Excerpts of location labeling entries:
* * * * * * *
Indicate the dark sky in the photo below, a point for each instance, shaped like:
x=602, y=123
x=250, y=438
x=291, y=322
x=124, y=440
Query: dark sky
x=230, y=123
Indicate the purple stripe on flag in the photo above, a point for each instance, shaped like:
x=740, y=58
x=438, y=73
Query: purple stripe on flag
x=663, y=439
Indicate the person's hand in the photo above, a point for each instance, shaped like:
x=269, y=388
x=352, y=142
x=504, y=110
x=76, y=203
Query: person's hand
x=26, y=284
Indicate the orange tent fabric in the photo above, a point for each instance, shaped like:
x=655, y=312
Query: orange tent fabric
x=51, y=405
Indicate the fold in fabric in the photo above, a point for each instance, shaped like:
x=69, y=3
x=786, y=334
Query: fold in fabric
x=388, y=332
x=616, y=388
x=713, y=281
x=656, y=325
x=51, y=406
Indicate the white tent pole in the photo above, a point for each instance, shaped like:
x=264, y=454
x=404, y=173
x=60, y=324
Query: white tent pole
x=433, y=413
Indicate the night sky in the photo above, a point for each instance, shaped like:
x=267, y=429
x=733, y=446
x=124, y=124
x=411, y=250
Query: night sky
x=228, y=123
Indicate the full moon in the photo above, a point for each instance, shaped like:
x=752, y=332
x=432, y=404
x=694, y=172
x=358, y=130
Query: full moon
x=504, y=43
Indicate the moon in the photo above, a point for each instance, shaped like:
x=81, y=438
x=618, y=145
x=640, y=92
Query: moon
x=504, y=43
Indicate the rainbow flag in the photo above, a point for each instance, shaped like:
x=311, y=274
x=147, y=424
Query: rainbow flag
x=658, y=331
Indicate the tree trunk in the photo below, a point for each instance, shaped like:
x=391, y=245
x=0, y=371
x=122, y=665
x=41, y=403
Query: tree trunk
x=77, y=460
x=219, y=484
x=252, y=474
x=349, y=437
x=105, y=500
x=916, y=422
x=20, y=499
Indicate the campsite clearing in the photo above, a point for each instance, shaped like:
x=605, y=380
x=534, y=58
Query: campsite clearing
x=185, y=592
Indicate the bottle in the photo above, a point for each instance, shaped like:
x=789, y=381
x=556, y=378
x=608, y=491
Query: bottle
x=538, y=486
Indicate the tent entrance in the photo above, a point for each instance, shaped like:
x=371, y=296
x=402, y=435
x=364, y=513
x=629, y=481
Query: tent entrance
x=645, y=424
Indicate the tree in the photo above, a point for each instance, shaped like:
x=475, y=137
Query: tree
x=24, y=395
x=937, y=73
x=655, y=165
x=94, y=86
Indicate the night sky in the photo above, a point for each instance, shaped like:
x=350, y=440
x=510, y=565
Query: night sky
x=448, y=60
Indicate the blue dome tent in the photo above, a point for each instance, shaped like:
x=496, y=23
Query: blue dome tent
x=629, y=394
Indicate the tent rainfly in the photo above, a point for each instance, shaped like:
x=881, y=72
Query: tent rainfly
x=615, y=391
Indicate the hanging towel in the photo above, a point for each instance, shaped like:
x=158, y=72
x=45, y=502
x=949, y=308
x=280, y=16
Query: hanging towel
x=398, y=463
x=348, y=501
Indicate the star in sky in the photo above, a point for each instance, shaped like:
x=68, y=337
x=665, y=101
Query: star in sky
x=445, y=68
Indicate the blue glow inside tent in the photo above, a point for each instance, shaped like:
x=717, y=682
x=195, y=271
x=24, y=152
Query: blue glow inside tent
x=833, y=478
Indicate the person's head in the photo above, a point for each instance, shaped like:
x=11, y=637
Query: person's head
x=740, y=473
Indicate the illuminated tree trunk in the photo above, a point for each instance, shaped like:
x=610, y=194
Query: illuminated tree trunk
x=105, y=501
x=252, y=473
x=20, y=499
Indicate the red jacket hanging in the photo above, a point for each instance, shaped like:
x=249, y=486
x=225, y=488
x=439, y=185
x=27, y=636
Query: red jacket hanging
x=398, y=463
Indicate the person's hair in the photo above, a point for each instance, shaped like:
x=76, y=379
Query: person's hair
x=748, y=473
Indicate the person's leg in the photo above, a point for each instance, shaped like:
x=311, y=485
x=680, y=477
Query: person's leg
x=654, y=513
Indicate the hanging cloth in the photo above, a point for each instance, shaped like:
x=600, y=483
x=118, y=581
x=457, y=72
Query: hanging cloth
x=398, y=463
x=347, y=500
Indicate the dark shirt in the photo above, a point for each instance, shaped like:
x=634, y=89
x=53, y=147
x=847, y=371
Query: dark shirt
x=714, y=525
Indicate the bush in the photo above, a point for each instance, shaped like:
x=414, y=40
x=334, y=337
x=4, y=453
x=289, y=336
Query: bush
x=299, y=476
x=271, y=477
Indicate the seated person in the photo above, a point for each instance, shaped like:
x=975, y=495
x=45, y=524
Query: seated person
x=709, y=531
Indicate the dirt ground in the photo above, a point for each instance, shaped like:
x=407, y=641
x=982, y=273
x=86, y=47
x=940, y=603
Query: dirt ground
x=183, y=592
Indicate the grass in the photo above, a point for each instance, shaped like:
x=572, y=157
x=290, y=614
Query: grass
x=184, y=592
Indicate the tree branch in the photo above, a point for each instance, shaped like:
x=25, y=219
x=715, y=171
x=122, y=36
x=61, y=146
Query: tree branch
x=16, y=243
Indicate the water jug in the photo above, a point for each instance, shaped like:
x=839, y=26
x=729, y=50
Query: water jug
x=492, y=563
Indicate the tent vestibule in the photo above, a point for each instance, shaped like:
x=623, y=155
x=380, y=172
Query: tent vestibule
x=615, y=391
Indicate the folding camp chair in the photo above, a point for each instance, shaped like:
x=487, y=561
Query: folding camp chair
* * * * * * *
# Prompt
Could you output the lines between the one holding "Indicate the purple" and the one holding "x=663, y=439", both included, as a JSON list of strings with one string per line and any blank lines left out?

# Task output
[
  "Indicate the purple stripe on flag in the photo above, a point for each instance, shaped like:",
  "x=740, y=58",
  "x=438, y=73",
  "Query: purple stripe on flag",
  "x=663, y=439"
]